Exercise A — In the KAIO post, echo the passage from "The problem KAIO" up to and including "fill that gap.".
Exercise B — Using the KAIO post, decide whether each statement agrees with it, answering yes or no and quoting the deciding words: (i) KAIO is a framework for writing custom GPU kernels in Rust. (ii) Triton can be used directly from Rust. (iii) Writing CUDA C++ for a Rust-based ML stack keeps Windows support.

Selected text —
KAIO: Rust-native GPU kernel framework, 92.5% of cuBLAS sgemm (custom ops without CUDA C++)

Hey everyone! I just released v0.2.0 of KAIO, a framework for writing custom GPU kernels in Rust. Sharing here because it’s directly relevant to anyone hitting the “I need a custom op but Triton is Python-only and CUDA C++ is painful” wall.

The problem KAIO solves: if you’re building inference pipelines with candle, burn, or any Rust-based ML stack, and you need a kernel that doesn’t exist: a fused activation, a custom attention variant, a quantization op, your only option today is writing CUDA C++, building FFI bindings, and losing Windows support. Python developers reach for triton.jit and move on. Rust developers had no equivalent. KAIO is an attempt to fill that gap.

Stored data:
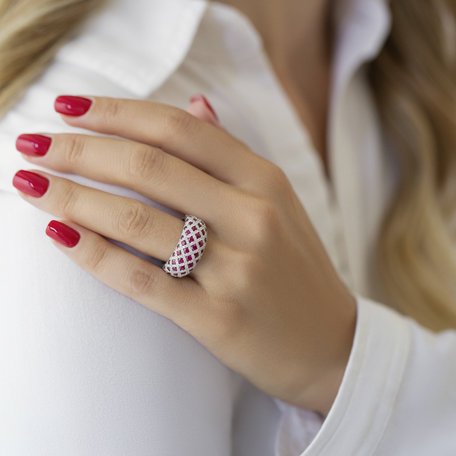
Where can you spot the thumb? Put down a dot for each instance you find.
(202, 109)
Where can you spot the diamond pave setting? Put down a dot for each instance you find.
(189, 249)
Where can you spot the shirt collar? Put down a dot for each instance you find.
(361, 29)
(136, 45)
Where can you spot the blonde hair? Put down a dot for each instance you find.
(31, 31)
(414, 82)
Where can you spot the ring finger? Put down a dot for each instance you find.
(147, 170)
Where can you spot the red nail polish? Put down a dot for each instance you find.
(206, 102)
(31, 183)
(62, 233)
(72, 106)
(34, 145)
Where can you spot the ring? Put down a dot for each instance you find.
(189, 249)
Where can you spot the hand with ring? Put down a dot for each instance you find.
(245, 273)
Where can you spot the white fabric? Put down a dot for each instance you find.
(86, 371)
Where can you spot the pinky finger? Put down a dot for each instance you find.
(130, 275)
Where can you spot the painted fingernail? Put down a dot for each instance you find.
(62, 233)
(31, 183)
(206, 102)
(34, 145)
(72, 106)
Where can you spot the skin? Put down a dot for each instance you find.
(297, 37)
(269, 305)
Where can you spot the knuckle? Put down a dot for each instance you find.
(263, 221)
(111, 109)
(177, 121)
(134, 220)
(96, 259)
(146, 163)
(141, 282)
(73, 150)
(69, 200)
(276, 178)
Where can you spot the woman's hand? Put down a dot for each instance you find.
(265, 298)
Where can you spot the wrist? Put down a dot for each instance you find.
(320, 393)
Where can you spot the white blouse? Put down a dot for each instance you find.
(86, 371)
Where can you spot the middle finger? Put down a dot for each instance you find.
(159, 176)
(127, 220)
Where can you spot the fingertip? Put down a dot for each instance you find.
(72, 106)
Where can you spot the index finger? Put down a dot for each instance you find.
(174, 130)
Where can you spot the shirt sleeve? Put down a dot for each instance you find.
(397, 396)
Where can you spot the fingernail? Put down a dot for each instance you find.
(62, 233)
(72, 106)
(206, 102)
(30, 183)
(34, 145)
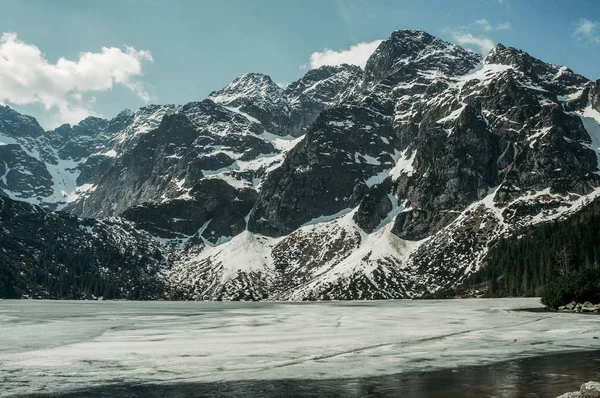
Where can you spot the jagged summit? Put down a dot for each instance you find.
(417, 50)
(536, 68)
(16, 125)
(391, 181)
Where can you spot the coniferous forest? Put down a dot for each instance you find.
(523, 264)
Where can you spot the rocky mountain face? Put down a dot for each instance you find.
(389, 182)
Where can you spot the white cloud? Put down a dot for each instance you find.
(483, 24)
(27, 78)
(503, 26)
(484, 44)
(587, 30)
(355, 55)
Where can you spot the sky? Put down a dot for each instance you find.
(63, 60)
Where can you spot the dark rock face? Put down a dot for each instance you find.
(216, 211)
(325, 173)
(318, 90)
(596, 96)
(364, 126)
(383, 183)
(16, 125)
(257, 95)
(375, 206)
(23, 174)
(404, 51)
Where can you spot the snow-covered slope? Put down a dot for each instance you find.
(393, 181)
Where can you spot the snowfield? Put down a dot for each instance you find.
(51, 346)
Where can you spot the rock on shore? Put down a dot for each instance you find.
(580, 307)
(590, 389)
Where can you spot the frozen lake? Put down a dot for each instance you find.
(52, 346)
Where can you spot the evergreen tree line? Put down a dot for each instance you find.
(524, 264)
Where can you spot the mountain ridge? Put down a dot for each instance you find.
(389, 182)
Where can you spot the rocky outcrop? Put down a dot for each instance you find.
(586, 307)
(390, 182)
(590, 389)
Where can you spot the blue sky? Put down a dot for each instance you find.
(179, 51)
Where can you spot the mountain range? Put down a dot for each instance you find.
(398, 180)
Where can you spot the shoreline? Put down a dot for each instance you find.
(548, 375)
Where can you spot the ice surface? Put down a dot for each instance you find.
(51, 346)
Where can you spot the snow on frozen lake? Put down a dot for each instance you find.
(54, 346)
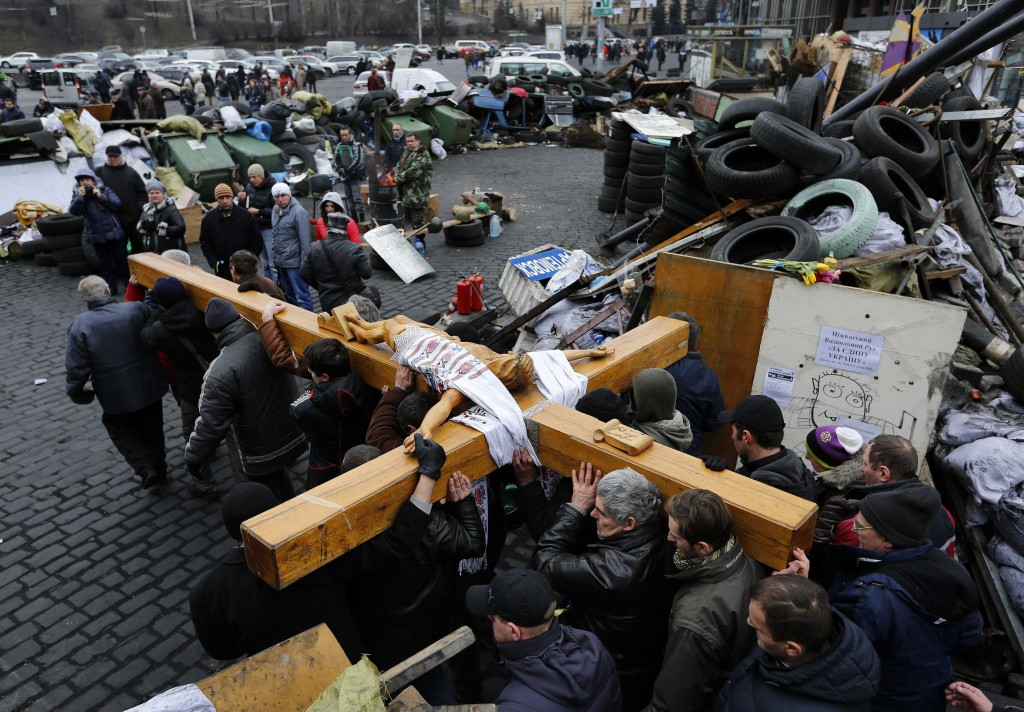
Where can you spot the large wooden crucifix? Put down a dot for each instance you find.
(312, 529)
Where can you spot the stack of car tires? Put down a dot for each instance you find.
(62, 246)
(616, 163)
(645, 179)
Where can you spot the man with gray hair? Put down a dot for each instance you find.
(614, 584)
(104, 346)
(698, 395)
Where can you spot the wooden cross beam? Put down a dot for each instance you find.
(305, 533)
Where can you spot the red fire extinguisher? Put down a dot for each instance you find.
(476, 282)
(463, 296)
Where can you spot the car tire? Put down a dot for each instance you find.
(885, 131)
(806, 102)
(53, 225)
(968, 136)
(894, 189)
(742, 169)
(851, 237)
(768, 238)
(747, 111)
(795, 143)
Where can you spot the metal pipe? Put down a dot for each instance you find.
(1000, 34)
(961, 39)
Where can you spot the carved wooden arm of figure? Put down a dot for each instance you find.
(435, 417)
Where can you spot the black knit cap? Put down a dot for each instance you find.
(245, 501)
(603, 405)
(902, 515)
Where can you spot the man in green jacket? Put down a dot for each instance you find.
(413, 175)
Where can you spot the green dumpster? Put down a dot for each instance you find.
(201, 164)
(451, 125)
(246, 151)
(410, 124)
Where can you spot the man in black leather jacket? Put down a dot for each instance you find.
(616, 584)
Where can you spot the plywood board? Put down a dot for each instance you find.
(286, 677)
(911, 340)
(768, 521)
(730, 303)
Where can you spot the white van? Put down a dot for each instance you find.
(205, 54)
(435, 83)
(340, 48)
(525, 66)
(67, 87)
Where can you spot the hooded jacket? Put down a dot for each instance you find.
(99, 210)
(261, 199)
(221, 236)
(915, 605)
(103, 344)
(335, 416)
(784, 470)
(243, 390)
(698, 398)
(351, 229)
(180, 333)
(561, 670)
(708, 634)
(845, 678)
(336, 266)
(616, 587)
(154, 214)
(128, 185)
(291, 235)
(654, 396)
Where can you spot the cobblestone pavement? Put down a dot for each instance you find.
(95, 573)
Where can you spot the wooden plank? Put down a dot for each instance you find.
(299, 326)
(303, 534)
(730, 303)
(286, 677)
(769, 522)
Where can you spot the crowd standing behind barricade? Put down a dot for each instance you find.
(632, 601)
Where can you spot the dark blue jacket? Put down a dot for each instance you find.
(563, 669)
(100, 212)
(846, 678)
(104, 344)
(697, 396)
(916, 605)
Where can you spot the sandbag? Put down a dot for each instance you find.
(83, 136)
(182, 124)
(989, 467)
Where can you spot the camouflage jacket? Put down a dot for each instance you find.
(413, 175)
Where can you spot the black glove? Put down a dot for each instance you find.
(431, 457)
(85, 396)
(715, 463)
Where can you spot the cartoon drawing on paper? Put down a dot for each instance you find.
(839, 399)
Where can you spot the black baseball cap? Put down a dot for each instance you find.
(757, 412)
(522, 596)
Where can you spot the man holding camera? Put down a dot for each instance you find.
(99, 206)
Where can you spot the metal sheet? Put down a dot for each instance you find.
(41, 180)
(394, 249)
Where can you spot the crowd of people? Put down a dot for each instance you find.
(633, 600)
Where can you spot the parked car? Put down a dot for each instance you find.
(16, 59)
(376, 58)
(359, 88)
(345, 63)
(168, 89)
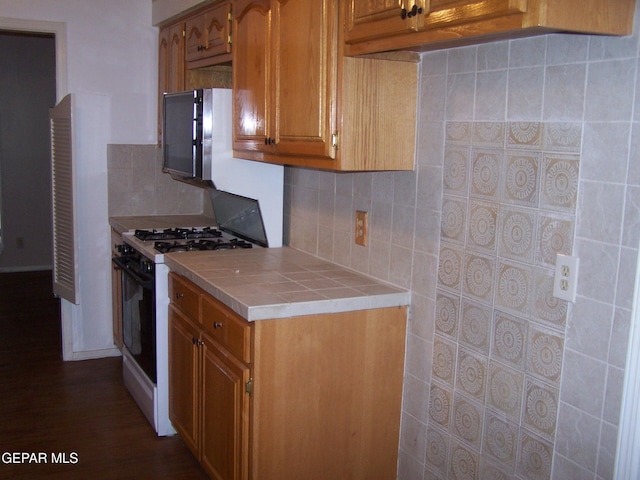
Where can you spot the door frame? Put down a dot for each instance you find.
(59, 30)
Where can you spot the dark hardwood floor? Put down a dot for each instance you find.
(78, 412)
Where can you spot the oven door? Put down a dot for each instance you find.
(138, 317)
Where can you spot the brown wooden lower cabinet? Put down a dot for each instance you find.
(313, 397)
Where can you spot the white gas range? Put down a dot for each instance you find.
(145, 297)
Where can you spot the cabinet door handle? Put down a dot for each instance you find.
(415, 10)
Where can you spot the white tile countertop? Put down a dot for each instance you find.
(270, 283)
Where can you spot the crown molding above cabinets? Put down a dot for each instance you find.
(420, 25)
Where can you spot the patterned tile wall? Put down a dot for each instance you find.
(561, 84)
(509, 206)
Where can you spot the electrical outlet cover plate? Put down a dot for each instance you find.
(565, 282)
(361, 228)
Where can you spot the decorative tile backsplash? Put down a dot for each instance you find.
(509, 206)
(137, 185)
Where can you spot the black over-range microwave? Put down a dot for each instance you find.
(196, 126)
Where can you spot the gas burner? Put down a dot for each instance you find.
(178, 233)
(199, 245)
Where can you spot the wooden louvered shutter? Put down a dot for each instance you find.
(65, 272)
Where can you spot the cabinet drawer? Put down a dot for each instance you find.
(227, 328)
(185, 296)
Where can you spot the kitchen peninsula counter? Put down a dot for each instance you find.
(272, 283)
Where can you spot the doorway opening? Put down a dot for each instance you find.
(27, 91)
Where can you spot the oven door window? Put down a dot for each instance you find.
(138, 323)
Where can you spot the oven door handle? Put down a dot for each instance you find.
(145, 282)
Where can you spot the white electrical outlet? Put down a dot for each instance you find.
(565, 281)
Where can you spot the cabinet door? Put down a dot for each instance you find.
(184, 378)
(207, 34)
(439, 13)
(225, 414)
(305, 68)
(195, 38)
(367, 19)
(251, 75)
(171, 70)
(217, 26)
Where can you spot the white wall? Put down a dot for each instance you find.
(109, 58)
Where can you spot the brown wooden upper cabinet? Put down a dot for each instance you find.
(298, 101)
(382, 25)
(284, 69)
(208, 34)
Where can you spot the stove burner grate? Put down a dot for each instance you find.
(200, 245)
(178, 233)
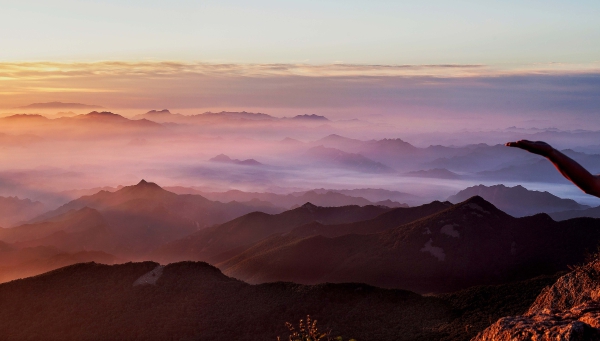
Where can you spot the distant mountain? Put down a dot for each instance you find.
(312, 117)
(393, 218)
(593, 212)
(161, 116)
(219, 242)
(236, 115)
(331, 157)
(437, 173)
(87, 125)
(340, 142)
(291, 142)
(222, 158)
(31, 261)
(518, 201)
(14, 210)
(471, 243)
(60, 105)
(20, 140)
(540, 169)
(373, 194)
(319, 197)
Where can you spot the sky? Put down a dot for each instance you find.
(307, 31)
(492, 62)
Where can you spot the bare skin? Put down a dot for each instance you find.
(570, 169)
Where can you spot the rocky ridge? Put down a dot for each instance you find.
(569, 310)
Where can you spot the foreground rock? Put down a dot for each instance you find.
(569, 310)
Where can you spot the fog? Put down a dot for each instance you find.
(50, 155)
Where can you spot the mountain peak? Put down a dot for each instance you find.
(309, 205)
(143, 189)
(478, 203)
(102, 115)
(159, 112)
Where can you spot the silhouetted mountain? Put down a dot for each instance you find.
(393, 218)
(236, 115)
(14, 210)
(539, 169)
(19, 140)
(593, 212)
(84, 229)
(320, 197)
(219, 242)
(481, 157)
(291, 142)
(144, 216)
(312, 117)
(467, 244)
(226, 159)
(374, 194)
(106, 117)
(194, 301)
(25, 118)
(340, 142)
(30, 261)
(567, 310)
(60, 105)
(331, 157)
(437, 173)
(518, 201)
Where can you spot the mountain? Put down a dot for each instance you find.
(567, 310)
(436, 173)
(312, 117)
(19, 140)
(593, 212)
(162, 116)
(195, 301)
(236, 116)
(374, 194)
(30, 261)
(393, 218)
(518, 201)
(14, 210)
(79, 230)
(226, 159)
(106, 117)
(318, 197)
(470, 243)
(218, 242)
(60, 105)
(139, 218)
(340, 142)
(331, 157)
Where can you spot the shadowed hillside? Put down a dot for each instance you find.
(218, 243)
(195, 301)
(471, 243)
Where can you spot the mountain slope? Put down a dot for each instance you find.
(219, 242)
(138, 218)
(467, 244)
(518, 201)
(394, 218)
(331, 157)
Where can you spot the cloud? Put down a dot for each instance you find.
(544, 89)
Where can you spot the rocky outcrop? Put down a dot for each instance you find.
(569, 310)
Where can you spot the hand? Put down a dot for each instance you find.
(536, 147)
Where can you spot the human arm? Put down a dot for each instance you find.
(568, 167)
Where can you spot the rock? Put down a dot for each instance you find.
(569, 310)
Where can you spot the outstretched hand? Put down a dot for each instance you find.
(536, 147)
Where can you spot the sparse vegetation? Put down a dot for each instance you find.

Correct output A —
The problem KAIO solves: if you’re building inference pipelines with candle, burn, or any Rust-based ML stack, and you need a kernel that doesn’t exist: a fused activation, a custom attention variant, a quantization op, your only option today is writing CUDA C++, building FFI bindings, and losing Windows support. Python developers reach for triton.jit and move on. Rust developers had no equivalent. KAIO is an attempt to fill that gap.

Correct output B —
(i) Yes: "a framework for writing custom GPU kernels in Rust"
(ii) No: "Triton is Python-only"
(iii) No: "writing CUDA C++, building FFI bindings, and losing Windows support"